**DIRECTIONS:**
Go through the records and give each one again exactly, omitting the images.

**RECORDS TO USE:**
________________

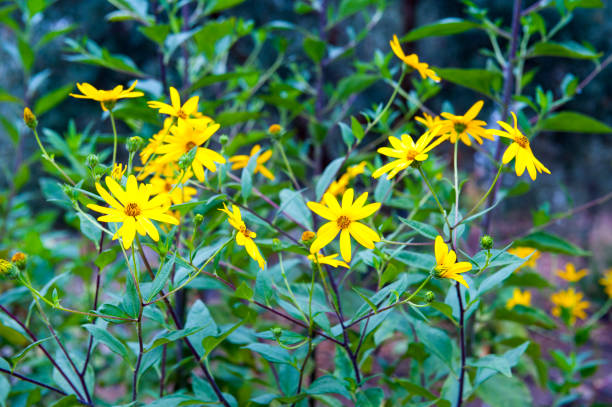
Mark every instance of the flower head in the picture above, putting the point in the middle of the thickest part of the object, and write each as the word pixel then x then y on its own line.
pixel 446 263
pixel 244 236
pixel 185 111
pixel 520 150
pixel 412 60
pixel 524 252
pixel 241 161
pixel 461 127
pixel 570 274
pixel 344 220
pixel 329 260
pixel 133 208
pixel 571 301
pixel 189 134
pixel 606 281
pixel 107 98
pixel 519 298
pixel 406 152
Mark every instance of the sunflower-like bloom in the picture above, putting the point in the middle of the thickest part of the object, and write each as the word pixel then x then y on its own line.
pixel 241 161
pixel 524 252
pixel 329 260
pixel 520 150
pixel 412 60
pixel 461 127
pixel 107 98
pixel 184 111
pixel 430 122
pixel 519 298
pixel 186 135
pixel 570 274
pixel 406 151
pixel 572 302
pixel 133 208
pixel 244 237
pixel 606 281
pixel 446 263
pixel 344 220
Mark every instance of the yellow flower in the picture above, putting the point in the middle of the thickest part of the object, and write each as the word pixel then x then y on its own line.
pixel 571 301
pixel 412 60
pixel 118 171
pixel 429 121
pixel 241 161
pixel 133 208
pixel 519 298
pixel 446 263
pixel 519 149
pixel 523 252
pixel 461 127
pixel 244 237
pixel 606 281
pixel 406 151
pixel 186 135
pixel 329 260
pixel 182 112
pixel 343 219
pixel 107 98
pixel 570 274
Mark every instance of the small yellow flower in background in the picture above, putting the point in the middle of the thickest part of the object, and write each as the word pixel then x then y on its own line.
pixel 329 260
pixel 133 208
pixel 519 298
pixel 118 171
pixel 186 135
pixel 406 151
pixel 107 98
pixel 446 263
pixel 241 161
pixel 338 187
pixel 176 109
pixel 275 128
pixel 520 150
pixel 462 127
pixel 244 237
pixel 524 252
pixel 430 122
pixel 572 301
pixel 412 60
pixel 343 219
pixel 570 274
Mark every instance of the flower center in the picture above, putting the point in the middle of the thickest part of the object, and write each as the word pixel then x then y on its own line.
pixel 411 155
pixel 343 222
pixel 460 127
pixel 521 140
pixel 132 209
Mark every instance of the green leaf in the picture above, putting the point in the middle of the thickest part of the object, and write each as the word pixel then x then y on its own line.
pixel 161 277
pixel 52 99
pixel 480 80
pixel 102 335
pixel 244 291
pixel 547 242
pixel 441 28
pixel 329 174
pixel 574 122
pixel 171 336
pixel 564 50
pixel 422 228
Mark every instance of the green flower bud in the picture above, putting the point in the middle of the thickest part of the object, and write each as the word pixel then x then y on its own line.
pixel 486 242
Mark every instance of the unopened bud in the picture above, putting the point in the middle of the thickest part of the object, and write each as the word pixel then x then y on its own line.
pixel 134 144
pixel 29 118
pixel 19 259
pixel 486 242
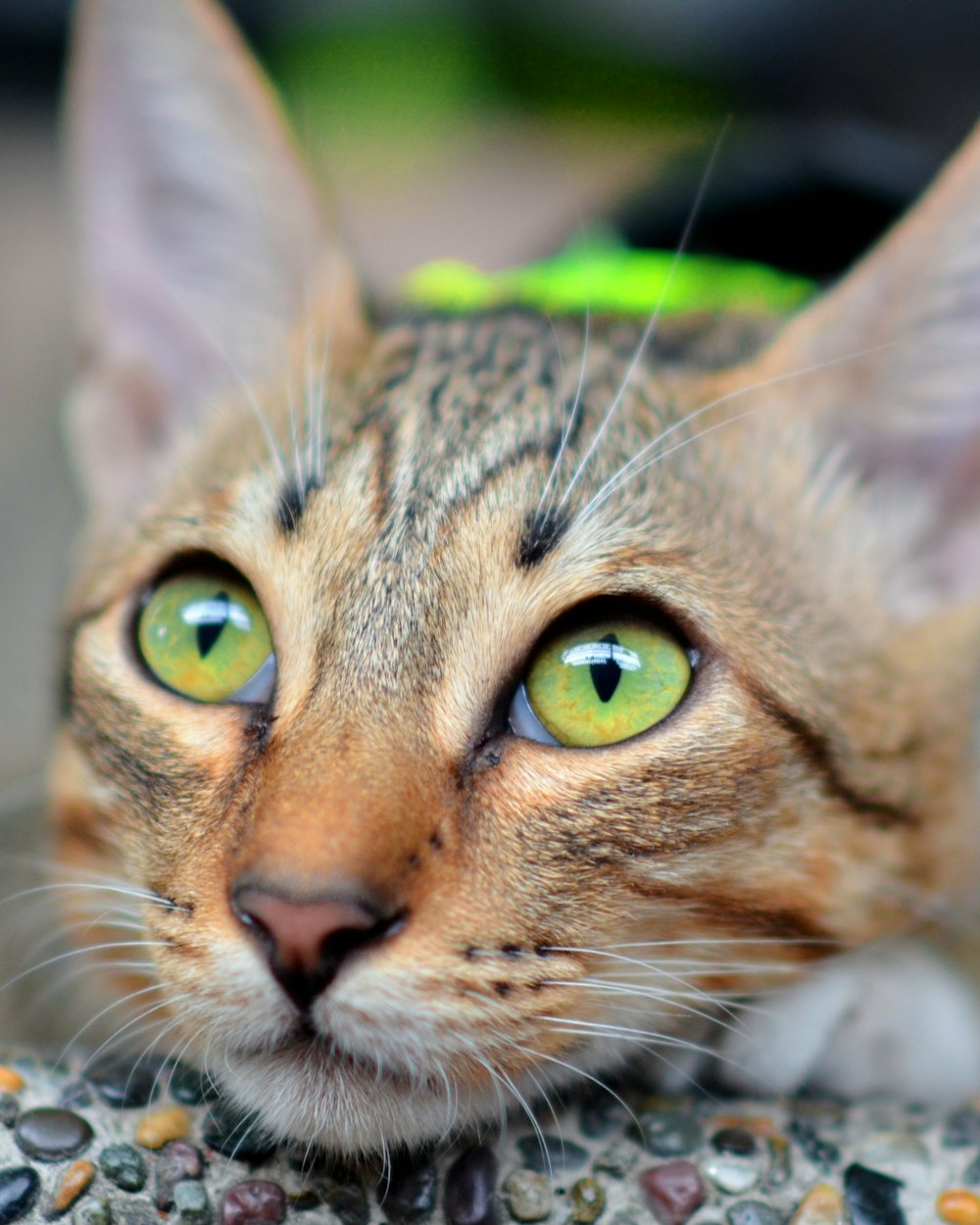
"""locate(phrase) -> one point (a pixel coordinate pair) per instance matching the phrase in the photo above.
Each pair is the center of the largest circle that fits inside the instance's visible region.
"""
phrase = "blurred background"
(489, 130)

________________

**ANSWER SECTION:**
Mark every instance of the flower head in the picture above, putting the point in the middle of the thickest part of the object, and write each as the word pixel then x then y on its own line.
pixel 446 263
pixel 244 236
pixel 185 111
pixel 520 150
pixel 412 60
pixel 524 252
pixel 241 161
pixel 461 127
pixel 570 274
pixel 344 220
pixel 329 260
pixel 133 208
pixel 571 301
pixel 189 134
pixel 606 281
pixel 107 98
pixel 519 298
pixel 406 152
Mark every instance of the sunflower-like bloom in the picture above, putting the point in the middle of the thickest part of the object, and write each as the word pixel then x then y on its own line.
pixel 241 161
pixel 524 252
pixel 329 260
pixel 520 150
pixel 412 60
pixel 461 127
pixel 107 98
pixel 184 111
pixel 430 122
pixel 519 298
pixel 186 135
pixel 570 274
pixel 406 151
pixel 572 302
pixel 133 208
pixel 244 237
pixel 606 281
pixel 446 263
pixel 344 220
Mark every instance of the yellow flower in the picture above, putting the point in the middle of the thickest part of the object, and write each as the word pixel then x then y on its own line.
pixel 571 301
pixel 412 60
pixel 118 171
pixel 429 121
pixel 241 161
pixel 133 208
pixel 519 298
pixel 446 263
pixel 519 149
pixel 523 252
pixel 461 127
pixel 244 237
pixel 606 281
pixel 406 151
pixel 186 135
pixel 329 260
pixel 182 112
pixel 343 219
pixel 107 98
pixel 570 274
Mark every instance of the small yellow flower in background in the picture above, putting the point in the middle of the thickest part of the object, and write each as the word pixel then x then y on its own line.
pixel 329 260
pixel 133 208
pixel 519 298
pixel 118 171
pixel 186 135
pixel 406 151
pixel 107 98
pixel 446 263
pixel 241 161
pixel 338 187
pixel 176 109
pixel 275 128
pixel 520 150
pixel 462 127
pixel 244 237
pixel 524 252
pixel 430 122
pixel 572 301
pixel 412 60
pixel 343 219
pixel 570 274
Mark every instance of the flower center in the picture above, putting the point in the middle of the thickest part of the object, and write each as the word pixel then x then y on its own line.
pixel 411 155
pixel 343 222
pixel 460 127
pixel 521 140
pixel 132 209
Mark every instance of the green leaf in the picture above, putting the point in the middle of the thickest part of the object, and write each as the word pixel then x then y on its own line.
pixel 161 277
pixel 52 99
pixel 480 80
pixel 102 335
pixel 244 291
pixel 547 242
pixel 441 28
pixel 329 174
pixel 574 122
pixel 171 336
pixel 564 50
pixel 422 228
Mark every instance of the green flower bud in the picture above, putting the point in the middle of the thickest part of the object, and write each as the word pixel then x then y on its own line.
pixel 486 242
Mark every instance of the unopened bud in the picture above, putting the point in the middle of the thickest part of the object, and write each as the word pixel then x then y on its own line.
pixel 134 144
pixel 29 118
pixel 19 259
pixel 486 242
"""locate(phrase) -> one point (a pixel coordinate pair) per instance matching the phrase in the photo above.
Each pair is the center of the largest circle that fits inside the instance's visible region.
"""
phrase = "blurred background"
(489, 130)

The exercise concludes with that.